__Text provided__.
Separately, do you really think that if the OC Sheriff says "we are not enforcing Newsom's rules" that the deputies are going to enforce those rules in cities within their patrol areas? If a Sheriff has decided not to enforce a law in his jurisdiction, why would he direct his deputies to enforce that same law in other parts of his patrol area?

> Where do you live, and what makes you so certain that unincorporated areas in California are not populated?

I live in Southern California, one of the areas of currently under a state mandated stay-at-home order.

And I never said unincorporated areas where unpopulated, I said they were rural, which implies that they're sparsely populated. This is partly by definition (a city would either be part of an urban center, or its own urban center), and partly because populations that are dense enough tend to form cities.

And to be clear, when I refer to "city", I'm referring to incorporated cities, not just major cities.

> Separately, do you really think that if the OC Sheriff says "we are not enforcing Newsom's rules" that the deputies are going to enforce those rules in cities within their patrol areas? If a Sheriff has decided not to enforce a law in his jurisdiction, why would he direct his deputies to enforce that same law in other parts of his patrol area?

Yes.

Again, Sheriffs only have direct jurisdiction over unincorporated areas of the county. Cities are their own jurisdiction. The cities may contract with the Sheriff for policing, but the deputies would be following the direction of the city government in that case. If the city directs their police to enforce a stay-at-home order (be it the city's own police or Sheriff deputies policing on behalf of the city), the police would have no legal basis to refuse. They may not be able to practically enforce such an order, but that's a different issue.

Yes. You are right. It is also related to funding issue for schools and law enforcement. They are exempt from a lot of restrictions of other cities, but have limited facilities.

Both my farms are in unincorporated towns. There is no police dept. I have to call the sheriff’s office. Entirely diff jurisdiction.

Most outdoor dining I've seen in the bay area looks downright scary to me.

__Record set__.
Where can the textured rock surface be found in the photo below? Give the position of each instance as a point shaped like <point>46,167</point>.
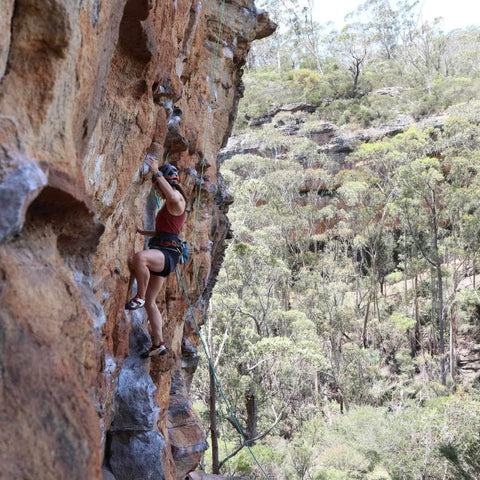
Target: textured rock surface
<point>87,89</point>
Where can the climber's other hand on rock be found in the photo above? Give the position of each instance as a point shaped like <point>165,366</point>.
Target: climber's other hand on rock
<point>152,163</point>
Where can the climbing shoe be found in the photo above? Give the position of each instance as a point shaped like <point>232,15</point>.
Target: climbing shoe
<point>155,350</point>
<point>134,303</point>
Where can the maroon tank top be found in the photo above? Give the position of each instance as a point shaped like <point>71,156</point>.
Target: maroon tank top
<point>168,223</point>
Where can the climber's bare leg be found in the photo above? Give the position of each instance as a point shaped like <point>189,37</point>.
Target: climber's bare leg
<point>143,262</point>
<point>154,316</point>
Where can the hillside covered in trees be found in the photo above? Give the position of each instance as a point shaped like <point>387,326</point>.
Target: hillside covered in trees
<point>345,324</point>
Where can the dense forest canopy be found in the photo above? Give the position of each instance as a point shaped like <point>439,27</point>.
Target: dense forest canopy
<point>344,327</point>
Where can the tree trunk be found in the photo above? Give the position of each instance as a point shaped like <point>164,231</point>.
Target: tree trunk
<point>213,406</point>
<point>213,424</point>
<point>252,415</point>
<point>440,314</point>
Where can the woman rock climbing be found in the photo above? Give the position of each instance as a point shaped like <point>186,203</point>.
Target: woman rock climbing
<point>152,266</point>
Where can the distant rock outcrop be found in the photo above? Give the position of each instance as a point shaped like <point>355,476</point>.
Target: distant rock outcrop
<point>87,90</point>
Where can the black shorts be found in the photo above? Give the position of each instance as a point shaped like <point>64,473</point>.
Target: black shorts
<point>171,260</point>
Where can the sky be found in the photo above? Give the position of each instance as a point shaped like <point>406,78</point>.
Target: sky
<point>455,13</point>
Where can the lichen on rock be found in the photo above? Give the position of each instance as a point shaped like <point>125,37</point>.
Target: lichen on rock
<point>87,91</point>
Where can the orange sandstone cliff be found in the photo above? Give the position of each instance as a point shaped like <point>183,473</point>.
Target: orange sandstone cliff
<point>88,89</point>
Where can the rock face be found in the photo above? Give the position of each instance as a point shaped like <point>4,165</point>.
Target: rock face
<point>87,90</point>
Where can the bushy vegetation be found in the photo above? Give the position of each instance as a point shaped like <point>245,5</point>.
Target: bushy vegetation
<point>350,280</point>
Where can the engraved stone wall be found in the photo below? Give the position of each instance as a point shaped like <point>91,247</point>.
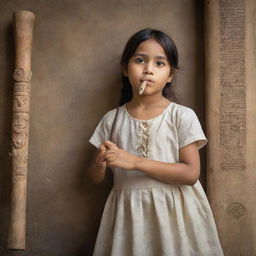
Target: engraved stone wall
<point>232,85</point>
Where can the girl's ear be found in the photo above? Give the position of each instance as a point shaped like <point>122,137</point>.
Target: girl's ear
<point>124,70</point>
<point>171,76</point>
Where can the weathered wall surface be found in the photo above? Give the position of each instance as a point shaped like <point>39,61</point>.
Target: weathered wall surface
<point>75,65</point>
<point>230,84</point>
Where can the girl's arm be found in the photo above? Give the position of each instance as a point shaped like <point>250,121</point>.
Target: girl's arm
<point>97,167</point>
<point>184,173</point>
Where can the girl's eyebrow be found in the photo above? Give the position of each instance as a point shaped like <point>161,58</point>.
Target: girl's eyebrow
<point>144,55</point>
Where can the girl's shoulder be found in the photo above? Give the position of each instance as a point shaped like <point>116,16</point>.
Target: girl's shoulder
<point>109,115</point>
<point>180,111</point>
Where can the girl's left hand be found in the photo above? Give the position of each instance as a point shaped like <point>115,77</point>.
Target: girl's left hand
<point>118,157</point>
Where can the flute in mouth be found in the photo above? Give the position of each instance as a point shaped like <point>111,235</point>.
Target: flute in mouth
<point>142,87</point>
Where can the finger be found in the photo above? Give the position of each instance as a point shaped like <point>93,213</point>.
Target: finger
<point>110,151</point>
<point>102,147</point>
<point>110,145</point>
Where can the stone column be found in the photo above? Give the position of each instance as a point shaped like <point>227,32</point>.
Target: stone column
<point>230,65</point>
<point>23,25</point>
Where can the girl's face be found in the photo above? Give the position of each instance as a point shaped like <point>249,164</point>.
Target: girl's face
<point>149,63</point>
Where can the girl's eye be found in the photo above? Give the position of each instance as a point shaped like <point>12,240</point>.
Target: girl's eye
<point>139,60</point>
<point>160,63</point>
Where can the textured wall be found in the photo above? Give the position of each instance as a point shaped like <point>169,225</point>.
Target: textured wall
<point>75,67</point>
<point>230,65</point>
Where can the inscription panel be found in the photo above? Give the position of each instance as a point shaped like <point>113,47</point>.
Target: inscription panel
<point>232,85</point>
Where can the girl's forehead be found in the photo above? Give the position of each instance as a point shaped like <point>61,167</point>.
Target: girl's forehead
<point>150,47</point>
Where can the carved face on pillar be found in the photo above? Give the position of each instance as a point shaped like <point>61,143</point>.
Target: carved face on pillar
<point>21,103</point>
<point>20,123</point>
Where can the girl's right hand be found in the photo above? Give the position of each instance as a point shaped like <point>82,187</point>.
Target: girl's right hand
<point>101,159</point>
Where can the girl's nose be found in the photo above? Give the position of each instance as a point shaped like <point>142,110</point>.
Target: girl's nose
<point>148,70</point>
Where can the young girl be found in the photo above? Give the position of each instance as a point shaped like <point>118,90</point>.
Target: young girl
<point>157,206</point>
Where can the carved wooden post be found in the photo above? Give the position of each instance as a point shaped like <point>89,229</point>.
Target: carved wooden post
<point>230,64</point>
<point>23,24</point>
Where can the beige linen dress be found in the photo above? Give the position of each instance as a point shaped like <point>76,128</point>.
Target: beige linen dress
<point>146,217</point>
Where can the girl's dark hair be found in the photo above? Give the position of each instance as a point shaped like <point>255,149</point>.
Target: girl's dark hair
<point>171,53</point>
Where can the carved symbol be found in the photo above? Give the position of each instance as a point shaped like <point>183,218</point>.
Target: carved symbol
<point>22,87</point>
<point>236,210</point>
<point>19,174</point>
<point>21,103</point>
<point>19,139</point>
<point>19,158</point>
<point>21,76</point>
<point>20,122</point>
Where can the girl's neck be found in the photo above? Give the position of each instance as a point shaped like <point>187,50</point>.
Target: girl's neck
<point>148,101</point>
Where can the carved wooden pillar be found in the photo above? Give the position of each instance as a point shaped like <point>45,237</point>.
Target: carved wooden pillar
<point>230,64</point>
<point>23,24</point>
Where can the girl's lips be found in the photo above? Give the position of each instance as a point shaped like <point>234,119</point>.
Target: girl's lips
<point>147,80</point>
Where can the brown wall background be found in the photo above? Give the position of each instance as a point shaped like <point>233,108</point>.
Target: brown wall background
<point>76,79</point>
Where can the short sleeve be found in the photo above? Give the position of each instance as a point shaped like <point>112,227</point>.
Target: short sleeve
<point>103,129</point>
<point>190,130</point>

__Activity A__. In the forum discussion about sheriff jurisdiction, over which areas do sheriffs have direct jurisdiction?
__Activity B__. Continue the forum discussion about sheriffs and stay-at-home enforcement from its last line.

__Answer A__. Only the unincorporated areas of the county.

__Answer B__.
The guideline is 2 meters of distance WITH masks; considering eating can't be done with masks I'd want at least 6+ meters of distance without masks, and in reality many of them don't even meet 2 meters.

Add to that wait staff who aren't wearing a proper KN95 or N95 masks while serving dozens of customers; many of them have only surgical or cloth masks which wouldn't make safe handling my food.

I'm also in a risk group for COVID though so I'm extra cautious.

> The state government has not provided evidence that outdoor dining is responsible for much of the spread.

When Los Angeles County recently ordered outdoor dining to be shut down, they were sued. A judge just ruled that the county must provide evidence linking outdoor dining to COVID spread: https://www.latimes.com/california/story/2020-12-02/covid-19...

A study was just released by Stanford University with the objective of estimating the infection fatality rate of COVID-19. The results are as follows: "In people < 70 years, infection fatality rates ranged from 0.00% to 0.31% with crude and corrected medians of 0.05%."[0]

Is it right to shut down the entire economy with these statistics or are people overreacting? High risk individuals do have the option to get food delivered to their home, if they're afraid of contracting the virus. Shouldn't they also be able to make that decision for themselves, if they're OK with taking that risk or not?

On the other hand, we don't want hospitals filling up past their limits and putting tremendous strain on health care workers. It's definitely a tricky situation.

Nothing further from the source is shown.